(Given passage)
# Does anyone know anything about the Advanced Fertility Center of Chicago?



## shaz* (Apr 21, 2007)

Hi, I'm new to this site and desperate for help/ advice.  I'm trying to find the egg donation programmes with the most successful results, and I found the Advanced Fertility Center of Chicago, which has had a live birth success rate of over 70% for the past 3 years.  This seems amazingly good.  does anyone know anything about them?  It's just so difficult to know what to believe and how to check.

Thank you so much for any information.

Shaz


----------



## sparkle38 (Dec 9, 2004)

Hi Shaz,

I don't know anything about the centre you mentioned but I do know that the most successful clinic in the USA is the Colorado Center for Reproductive Medicine in Colorado. Their success rate for egg donated cycles for 2004 was 81.2% and 2005 was 78.3%. Their website is http://www.colocrm.com/egg_donors.htm

I know someone who has gone there ( and has a baby from treatment ) and she highly rates the centre.

(Raw data)

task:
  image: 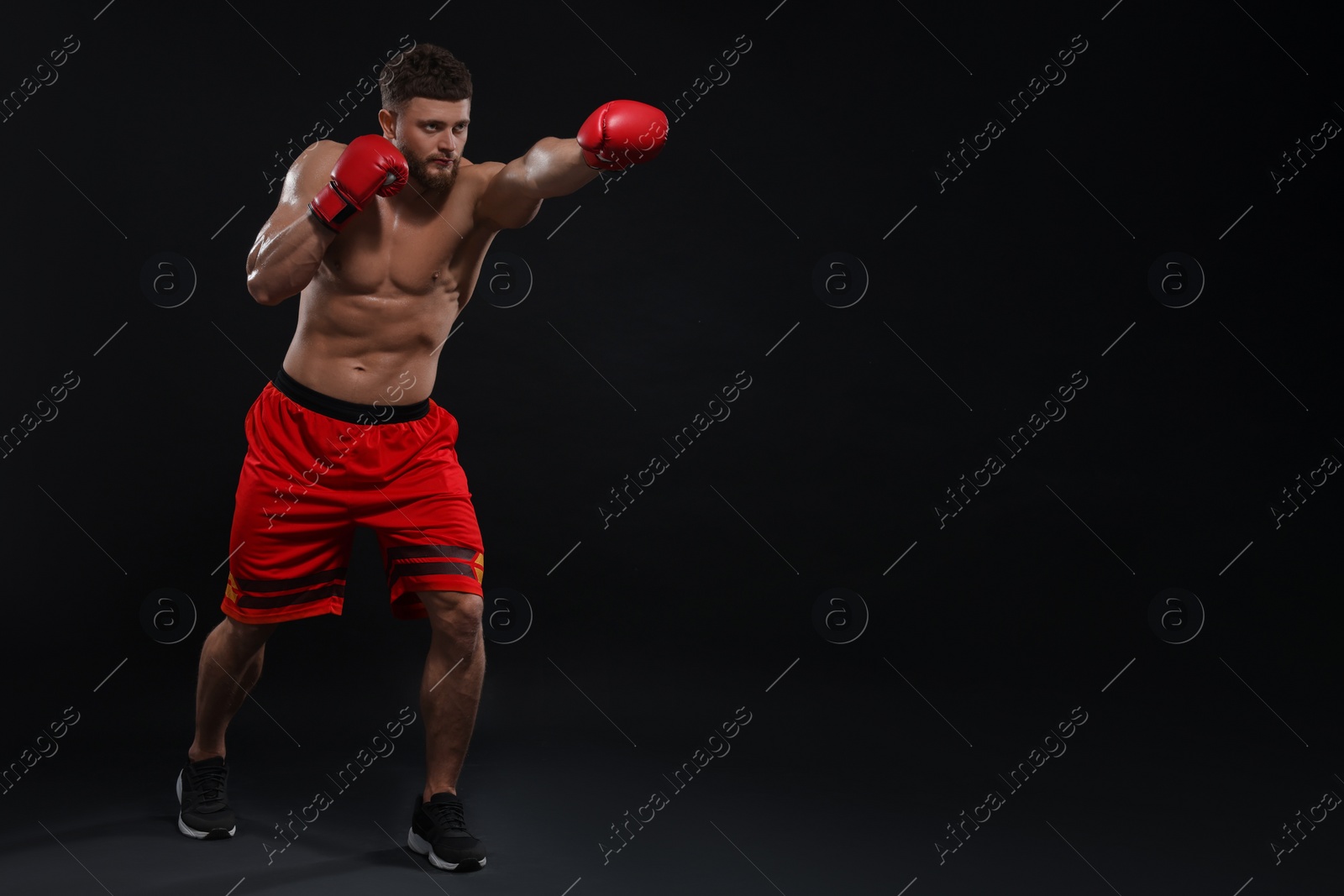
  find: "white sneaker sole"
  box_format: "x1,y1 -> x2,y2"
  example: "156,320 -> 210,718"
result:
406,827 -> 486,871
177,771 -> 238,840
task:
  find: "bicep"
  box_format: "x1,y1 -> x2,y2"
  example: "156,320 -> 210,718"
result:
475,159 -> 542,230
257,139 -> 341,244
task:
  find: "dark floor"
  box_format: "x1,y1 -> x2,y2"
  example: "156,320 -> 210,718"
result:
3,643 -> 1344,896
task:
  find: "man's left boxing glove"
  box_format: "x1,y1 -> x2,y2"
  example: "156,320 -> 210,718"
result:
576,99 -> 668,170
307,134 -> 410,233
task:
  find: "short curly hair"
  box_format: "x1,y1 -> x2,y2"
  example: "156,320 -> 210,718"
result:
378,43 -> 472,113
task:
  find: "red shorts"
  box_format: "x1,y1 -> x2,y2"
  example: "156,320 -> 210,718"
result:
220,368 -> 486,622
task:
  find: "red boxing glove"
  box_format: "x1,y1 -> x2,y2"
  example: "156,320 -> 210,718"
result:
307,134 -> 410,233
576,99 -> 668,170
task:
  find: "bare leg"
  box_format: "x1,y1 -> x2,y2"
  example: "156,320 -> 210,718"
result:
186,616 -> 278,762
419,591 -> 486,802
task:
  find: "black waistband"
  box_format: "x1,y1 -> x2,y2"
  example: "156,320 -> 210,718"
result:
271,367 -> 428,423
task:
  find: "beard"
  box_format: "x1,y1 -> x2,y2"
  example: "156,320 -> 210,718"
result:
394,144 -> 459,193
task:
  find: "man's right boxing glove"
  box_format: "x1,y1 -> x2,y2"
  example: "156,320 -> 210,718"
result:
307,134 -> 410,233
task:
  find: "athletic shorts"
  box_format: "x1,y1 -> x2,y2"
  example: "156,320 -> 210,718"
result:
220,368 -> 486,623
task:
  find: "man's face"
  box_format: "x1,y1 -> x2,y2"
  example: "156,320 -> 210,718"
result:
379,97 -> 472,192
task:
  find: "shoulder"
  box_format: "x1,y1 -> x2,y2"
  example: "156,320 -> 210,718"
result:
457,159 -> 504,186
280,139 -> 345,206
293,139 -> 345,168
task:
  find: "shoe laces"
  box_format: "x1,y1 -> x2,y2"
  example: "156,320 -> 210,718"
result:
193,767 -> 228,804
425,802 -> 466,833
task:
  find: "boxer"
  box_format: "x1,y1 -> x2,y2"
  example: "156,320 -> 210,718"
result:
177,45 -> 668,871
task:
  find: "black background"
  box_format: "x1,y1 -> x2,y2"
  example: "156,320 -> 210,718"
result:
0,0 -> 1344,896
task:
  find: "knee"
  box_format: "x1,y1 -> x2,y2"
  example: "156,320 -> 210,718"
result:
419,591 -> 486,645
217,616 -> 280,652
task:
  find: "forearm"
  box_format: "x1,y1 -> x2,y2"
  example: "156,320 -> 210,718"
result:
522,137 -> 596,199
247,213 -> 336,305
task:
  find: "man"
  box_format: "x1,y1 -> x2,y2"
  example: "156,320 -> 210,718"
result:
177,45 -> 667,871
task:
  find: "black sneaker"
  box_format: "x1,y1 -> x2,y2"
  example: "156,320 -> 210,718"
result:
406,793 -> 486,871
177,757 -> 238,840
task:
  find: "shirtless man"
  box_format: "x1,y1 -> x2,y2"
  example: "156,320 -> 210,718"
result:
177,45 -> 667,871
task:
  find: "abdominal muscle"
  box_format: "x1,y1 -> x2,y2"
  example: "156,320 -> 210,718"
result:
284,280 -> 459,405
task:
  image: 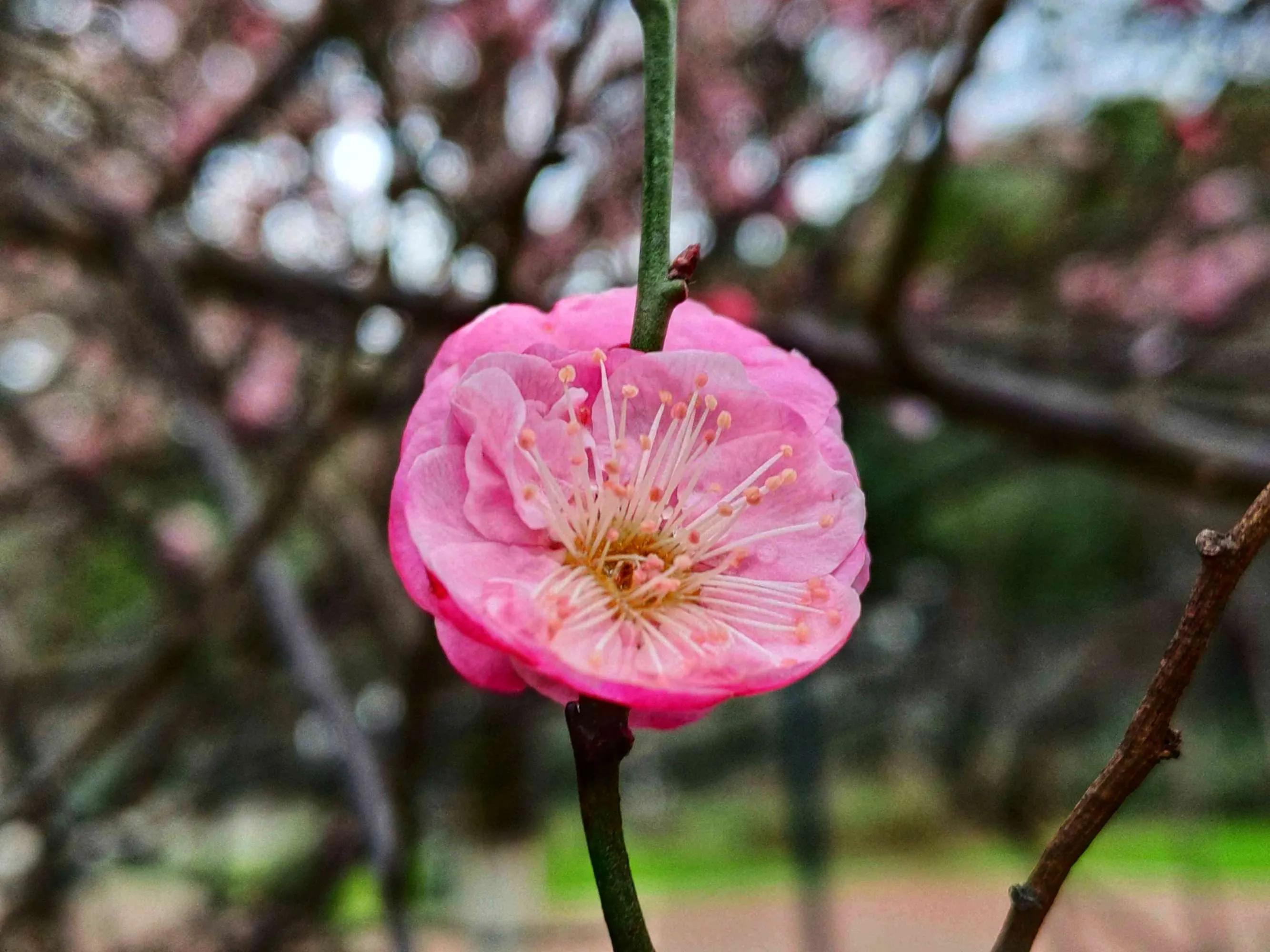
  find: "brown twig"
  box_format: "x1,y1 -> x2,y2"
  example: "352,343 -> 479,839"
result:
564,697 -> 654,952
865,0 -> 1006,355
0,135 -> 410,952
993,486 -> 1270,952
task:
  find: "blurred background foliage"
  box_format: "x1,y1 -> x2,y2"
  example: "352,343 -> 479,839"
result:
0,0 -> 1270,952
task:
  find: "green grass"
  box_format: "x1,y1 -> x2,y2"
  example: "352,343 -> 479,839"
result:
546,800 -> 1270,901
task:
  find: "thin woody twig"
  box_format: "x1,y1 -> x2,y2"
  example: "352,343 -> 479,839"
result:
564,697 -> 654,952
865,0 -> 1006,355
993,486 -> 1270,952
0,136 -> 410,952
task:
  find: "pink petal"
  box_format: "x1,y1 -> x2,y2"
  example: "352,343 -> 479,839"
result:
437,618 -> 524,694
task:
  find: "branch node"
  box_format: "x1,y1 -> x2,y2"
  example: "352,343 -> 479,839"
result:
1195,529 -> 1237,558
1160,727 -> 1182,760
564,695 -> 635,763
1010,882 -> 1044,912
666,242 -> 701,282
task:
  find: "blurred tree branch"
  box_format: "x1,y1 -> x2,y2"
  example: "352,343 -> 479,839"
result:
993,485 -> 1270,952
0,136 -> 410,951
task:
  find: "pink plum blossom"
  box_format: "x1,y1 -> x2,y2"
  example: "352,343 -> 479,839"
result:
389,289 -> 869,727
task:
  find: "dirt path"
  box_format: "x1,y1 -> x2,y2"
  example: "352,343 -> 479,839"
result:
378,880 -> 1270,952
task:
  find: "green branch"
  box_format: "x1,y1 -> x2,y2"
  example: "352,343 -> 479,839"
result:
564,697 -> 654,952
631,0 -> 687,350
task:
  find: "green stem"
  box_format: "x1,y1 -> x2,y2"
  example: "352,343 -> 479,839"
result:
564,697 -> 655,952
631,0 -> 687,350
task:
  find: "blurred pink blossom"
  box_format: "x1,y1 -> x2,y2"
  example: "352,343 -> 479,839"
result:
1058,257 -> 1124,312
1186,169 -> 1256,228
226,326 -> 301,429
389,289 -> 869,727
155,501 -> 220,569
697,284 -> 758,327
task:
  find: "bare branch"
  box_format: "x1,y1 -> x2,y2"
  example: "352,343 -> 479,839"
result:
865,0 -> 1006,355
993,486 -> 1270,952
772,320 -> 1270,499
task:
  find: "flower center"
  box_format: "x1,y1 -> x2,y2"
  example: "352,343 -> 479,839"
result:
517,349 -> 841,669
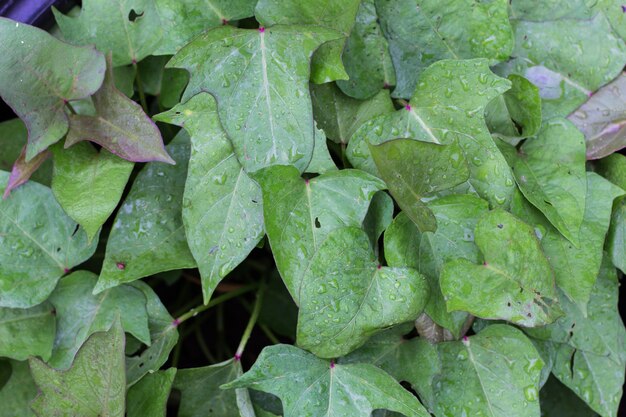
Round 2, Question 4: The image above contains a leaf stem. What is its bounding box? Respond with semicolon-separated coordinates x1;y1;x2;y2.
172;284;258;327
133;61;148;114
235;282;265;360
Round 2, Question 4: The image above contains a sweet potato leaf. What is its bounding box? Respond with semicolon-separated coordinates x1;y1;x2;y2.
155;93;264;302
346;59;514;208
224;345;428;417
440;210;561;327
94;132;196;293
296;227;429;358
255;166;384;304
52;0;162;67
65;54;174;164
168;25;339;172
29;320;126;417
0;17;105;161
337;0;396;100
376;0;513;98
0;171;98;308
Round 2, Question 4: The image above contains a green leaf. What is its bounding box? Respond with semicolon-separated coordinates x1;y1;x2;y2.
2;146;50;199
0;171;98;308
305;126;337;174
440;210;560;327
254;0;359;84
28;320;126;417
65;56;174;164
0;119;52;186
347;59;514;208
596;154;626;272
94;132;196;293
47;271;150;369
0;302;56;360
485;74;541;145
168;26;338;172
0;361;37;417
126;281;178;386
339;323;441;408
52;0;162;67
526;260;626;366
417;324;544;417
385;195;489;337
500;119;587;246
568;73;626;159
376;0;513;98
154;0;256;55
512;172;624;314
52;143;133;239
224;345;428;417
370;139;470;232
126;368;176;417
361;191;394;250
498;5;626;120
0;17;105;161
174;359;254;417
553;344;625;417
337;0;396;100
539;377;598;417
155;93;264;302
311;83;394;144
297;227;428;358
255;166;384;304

(Work item A) Echo the fertility clinic thread word for word, starting at "## shaz* (Apr" and ending at "for any information.".
(Work item B)
Answer these questions from the fertility clinic thread.
(i) What live birth success rate does the first post give for the Advanced Fertility Center of Chicago over the past 3 years?
(ii) Which clinic does the reply call the most successful in the USA?
(iii) What success rate for egg donated cycles does the reply give for that clinic in 2005?

(Task result A)
## shaz* (Apr 21, 2007)

Hi, I'm new to this site and desperate for help/ advice.  I'm trying to find the egg donation programmes with the most successful results, and I found the Advanced Fertility Center of Chicago, which has had a live birth success rate of over 70% for the past 3 years.  This seems amazingly good.  does anyone know anything about them?  It's just so difficult to know what to believe and how to check.

Thank you so much for any information.

(Task result B)
(i) Over 70%.
(ii) The Colorado Center for Reproductive Medicine.
(iii) 78.3%.